STATED GOAL >>
Count how many lines in the material below contain the word "cargo". Reply with only that number.

[Labeled-object pointing entries]
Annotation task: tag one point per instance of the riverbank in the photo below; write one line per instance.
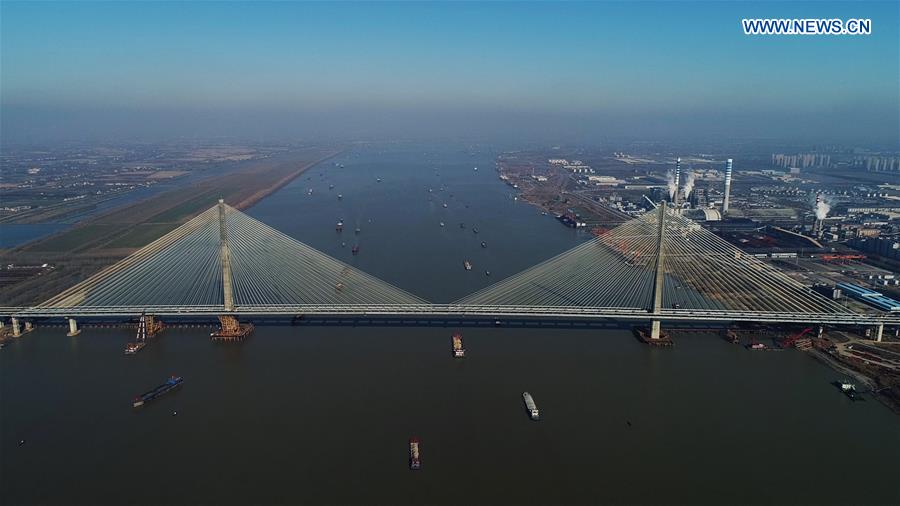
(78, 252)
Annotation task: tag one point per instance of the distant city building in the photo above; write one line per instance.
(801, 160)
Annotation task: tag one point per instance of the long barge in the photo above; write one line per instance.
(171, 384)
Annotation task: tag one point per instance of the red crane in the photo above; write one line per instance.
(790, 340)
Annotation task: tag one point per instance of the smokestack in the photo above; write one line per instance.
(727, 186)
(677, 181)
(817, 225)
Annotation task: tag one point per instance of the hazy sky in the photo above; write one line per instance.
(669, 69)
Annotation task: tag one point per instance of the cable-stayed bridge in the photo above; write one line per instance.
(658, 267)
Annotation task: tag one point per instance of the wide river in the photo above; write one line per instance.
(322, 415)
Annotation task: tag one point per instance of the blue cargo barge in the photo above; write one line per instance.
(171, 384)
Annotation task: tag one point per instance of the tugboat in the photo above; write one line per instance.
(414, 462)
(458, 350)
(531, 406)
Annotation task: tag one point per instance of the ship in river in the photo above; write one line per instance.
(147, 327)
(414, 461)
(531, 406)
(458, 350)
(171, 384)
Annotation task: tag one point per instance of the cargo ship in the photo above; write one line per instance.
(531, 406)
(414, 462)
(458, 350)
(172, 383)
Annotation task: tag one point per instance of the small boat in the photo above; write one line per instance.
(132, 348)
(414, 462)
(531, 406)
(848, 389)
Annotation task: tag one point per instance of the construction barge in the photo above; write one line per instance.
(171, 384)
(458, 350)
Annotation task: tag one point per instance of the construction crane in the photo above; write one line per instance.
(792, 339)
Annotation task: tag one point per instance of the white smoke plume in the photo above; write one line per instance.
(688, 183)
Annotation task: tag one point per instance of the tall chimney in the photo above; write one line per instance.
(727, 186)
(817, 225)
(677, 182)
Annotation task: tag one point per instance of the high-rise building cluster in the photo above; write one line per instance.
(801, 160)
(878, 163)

--

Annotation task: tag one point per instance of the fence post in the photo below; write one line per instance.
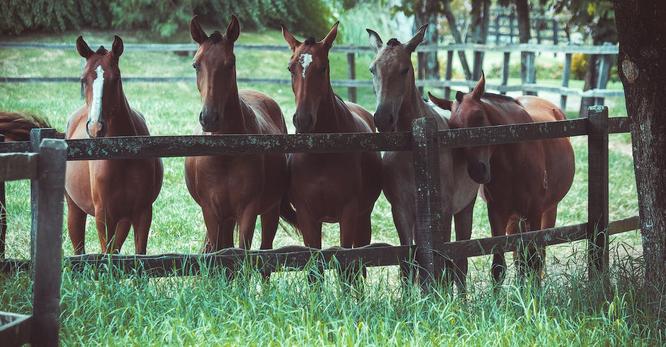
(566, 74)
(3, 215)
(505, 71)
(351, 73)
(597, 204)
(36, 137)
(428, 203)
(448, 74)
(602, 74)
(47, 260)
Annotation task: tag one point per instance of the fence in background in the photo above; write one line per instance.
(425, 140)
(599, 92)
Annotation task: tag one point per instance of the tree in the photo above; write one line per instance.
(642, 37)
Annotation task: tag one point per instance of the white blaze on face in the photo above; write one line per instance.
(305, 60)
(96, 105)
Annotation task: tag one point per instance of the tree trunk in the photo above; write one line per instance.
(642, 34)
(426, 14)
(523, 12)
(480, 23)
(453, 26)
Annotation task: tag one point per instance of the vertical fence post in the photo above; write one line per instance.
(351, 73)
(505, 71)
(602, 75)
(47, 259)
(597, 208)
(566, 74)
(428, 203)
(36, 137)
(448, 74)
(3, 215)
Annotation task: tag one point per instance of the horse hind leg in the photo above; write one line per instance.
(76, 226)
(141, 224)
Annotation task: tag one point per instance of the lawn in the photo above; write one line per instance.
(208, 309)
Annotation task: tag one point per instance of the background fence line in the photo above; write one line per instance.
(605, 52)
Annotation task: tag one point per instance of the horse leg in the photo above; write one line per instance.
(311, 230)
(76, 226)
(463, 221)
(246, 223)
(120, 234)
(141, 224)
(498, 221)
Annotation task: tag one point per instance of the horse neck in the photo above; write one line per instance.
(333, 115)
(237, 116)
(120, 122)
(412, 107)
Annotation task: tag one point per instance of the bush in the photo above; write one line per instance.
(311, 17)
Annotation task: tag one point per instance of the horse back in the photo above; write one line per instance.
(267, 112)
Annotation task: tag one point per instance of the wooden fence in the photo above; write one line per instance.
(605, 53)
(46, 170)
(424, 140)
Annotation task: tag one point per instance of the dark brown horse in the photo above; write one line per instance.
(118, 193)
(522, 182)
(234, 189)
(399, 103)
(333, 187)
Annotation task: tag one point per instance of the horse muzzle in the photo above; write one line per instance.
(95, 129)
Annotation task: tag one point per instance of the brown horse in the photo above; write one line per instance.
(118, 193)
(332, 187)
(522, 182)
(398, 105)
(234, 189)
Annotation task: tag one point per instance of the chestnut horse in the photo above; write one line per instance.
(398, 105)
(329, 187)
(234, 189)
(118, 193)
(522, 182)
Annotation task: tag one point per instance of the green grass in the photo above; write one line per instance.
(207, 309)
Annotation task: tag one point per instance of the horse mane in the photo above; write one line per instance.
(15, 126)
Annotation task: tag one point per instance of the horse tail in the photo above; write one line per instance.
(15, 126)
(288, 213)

SOLUTION >>
2